_WRITTEN INSTRUCTION_:
Rewrite the entries below, swapping every instance of "in this photo" for "in this image" and leaving everything else unchanged.

_Coordinate annotation records_:
** start **

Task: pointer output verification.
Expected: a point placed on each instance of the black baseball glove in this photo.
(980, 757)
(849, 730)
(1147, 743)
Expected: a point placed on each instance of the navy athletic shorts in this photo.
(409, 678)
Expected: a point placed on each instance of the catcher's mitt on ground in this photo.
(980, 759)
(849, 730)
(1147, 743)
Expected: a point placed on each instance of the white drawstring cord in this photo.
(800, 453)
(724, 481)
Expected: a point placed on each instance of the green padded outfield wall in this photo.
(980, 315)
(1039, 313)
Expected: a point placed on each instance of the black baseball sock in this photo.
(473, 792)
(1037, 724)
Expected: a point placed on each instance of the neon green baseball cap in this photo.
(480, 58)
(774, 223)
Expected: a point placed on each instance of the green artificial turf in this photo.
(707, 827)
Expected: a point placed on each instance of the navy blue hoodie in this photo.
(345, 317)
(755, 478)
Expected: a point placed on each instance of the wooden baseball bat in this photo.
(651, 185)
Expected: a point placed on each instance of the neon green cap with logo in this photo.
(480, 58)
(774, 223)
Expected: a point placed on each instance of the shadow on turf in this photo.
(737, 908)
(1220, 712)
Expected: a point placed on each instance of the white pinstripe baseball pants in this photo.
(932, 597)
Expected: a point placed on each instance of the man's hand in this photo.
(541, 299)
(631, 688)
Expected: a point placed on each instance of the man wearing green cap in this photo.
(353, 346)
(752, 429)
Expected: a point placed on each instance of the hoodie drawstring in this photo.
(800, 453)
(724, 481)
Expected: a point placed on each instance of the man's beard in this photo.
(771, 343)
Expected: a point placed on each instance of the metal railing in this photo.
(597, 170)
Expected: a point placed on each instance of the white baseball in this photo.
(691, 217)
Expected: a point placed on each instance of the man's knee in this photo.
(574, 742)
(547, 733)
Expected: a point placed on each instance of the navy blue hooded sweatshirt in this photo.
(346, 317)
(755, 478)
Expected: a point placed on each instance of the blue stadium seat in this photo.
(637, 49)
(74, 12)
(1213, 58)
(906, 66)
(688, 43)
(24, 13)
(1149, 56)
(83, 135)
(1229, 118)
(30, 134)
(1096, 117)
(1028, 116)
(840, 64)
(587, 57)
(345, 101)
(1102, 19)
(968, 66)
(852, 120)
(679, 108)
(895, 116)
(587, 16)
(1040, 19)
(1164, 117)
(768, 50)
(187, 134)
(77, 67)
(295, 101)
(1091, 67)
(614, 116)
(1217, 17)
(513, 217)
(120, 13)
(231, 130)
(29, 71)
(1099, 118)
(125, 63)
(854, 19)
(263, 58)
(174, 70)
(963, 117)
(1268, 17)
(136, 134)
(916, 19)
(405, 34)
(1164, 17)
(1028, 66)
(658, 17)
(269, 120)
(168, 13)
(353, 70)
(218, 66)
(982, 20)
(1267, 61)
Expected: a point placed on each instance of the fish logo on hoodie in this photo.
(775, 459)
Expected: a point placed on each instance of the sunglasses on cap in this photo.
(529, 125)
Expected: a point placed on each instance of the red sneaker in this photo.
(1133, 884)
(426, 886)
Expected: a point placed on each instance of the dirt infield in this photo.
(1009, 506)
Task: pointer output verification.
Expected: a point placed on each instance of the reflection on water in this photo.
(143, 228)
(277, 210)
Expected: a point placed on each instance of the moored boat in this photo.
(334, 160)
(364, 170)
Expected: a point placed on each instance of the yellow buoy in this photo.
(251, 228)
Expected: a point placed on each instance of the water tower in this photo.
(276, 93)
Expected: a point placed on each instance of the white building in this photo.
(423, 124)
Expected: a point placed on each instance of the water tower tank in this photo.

** end **

_SOLUTION FOR THIS TASK_:
Task: pointer output verification.
Expected: a point placed on each instance of the black baseball glove in this image.
(980, 757)
(849, 730)
(1147, 743)
Expected: a point placed on each instance of the navy athletic shorts in this image.
(409, 678)
Expected: a point placed on each instance of the catcher's mitt on ground in this image.
(980, 759)
(849, 730)
(1147, 743)
Expected: a point placed on each instance of the white drawstring cord in this image.
(800, 453)
(724, 481)
Expected: a point placed on each instance of the green padded outfield wall in this image.
(980, 315)
(1039, 313)
Expected: a point placed on each instance of the black baseball sock in this image.
(473, 792)
(1037, 724)
Expected: a point placed on each instance of the neon green baseball cap in this image.
(480, 58)
(774, 223)
Expected: a point placed on each instance of the green artificial turf in this image.
(707, 827)
Expected: a point placed on each instance of the navy blue hoodie in this image.
(345, 317)
(755, 478)
Expected: a point placed on each instance of the wooden baseball bat in this image.
(651, 185)
Expected: a point placed on each instance of the neon green cap with logo in this image.
(480, 58)
(774, 223)
Expected: a point placed on each instance of the shadow on turf in this image.
(737, 908)
(1220, 712)
Expected: a point placed on each instance of the white pinstripe baseball pants in this image.
(932, 597)
Expected: a point placed on each instance of the man's hand in this image.
(541, 299)
(631, 688)
Expected: a point placed on each instance of the man wearing green cap in this image.
(353, 346)
(752, 429)
Expected: a point placed on each instance of the hoodie drawstring in this image.
(800, 453)
(724, 481)
Expected: a point placed on each instance of the man's beard in this image.
(771, 343)
Expected: a point placed on each instance of the metal railing in this image.
(597, 170)
Expected: a point placed on each instance of the white baseball in this image.
(691, 217)
Expected: a point placed on each instance of the man's knee in this image.
(574, 742)
(547, 733)
Expected: a point placed on each instance of the navy blue hooded sweatshirt in this image.
(346, 317)
(755, 478)
Expected: a point placed on each instance of the blue stadium seat in this image.
(637, 49)
(74, 12)
(1213, 58)
(906, 66)
(688, 43)
(24, 13)
(1149, 56)
(83, 135)
(1229, 118)
(30, 134)
(1096, 117)
(1028, 116)
(840, 64)
(587, 57)
(345, 101)
(1102, 19)
(968, 66)
(852, 120)
(679, 108)
(895, 116)
(587, 16)
(1040, 19)
(1164, 117)
(768, 50)
(187, 134)
(77, 67)
(295, 101)
(1091, 67)
(614, 116)
(1217, 17)
(513, 217)
(120, 13)
(231, 130)
(29, 71)
(1099, 118)
(125, 63)
(854, 19)
(263, 58)
(174, 70)
(963, 117)
(1268, 17)
(136, 134)
(916, 19)
(405, 34)
(1164, 17)
(1028, 66)
(658, 17)
(269, 120)
(168, 13)
(353, 70)
(218, 66)
(982, 20)
(1267, 61)
Expected: a point placed on each instance of the fish logo on hoodie in this image.
(775, 459)
Expected: a point placed on each instance of the sunglasses on cap in this image.
(529, 125)
Expected: a point placed on each instance of the red sneaker in this image.
(1133, 884)
(426, 886)
Expected: a point placed on each instance of the dirt infield in this image.
(1009, 506)
Task: pointer output verification.
Expected: a point placed on each instance of the reflection on water in this image.
(143, 228)
(277, 210)
Expected: a point placed on each instance of the moored boat in this image.
(334, 160)
(364, 170)
Expected: a point placed on each instance of the yellow buoy in this image.
(251, 228)
Expected: a point placed on each instance of the water tower in this image.
(276, 93)
Expected: a point placed on each instance of the white building in this image.
(423, 124)
Expected: a point placed on each instance of the water tower tank in this image.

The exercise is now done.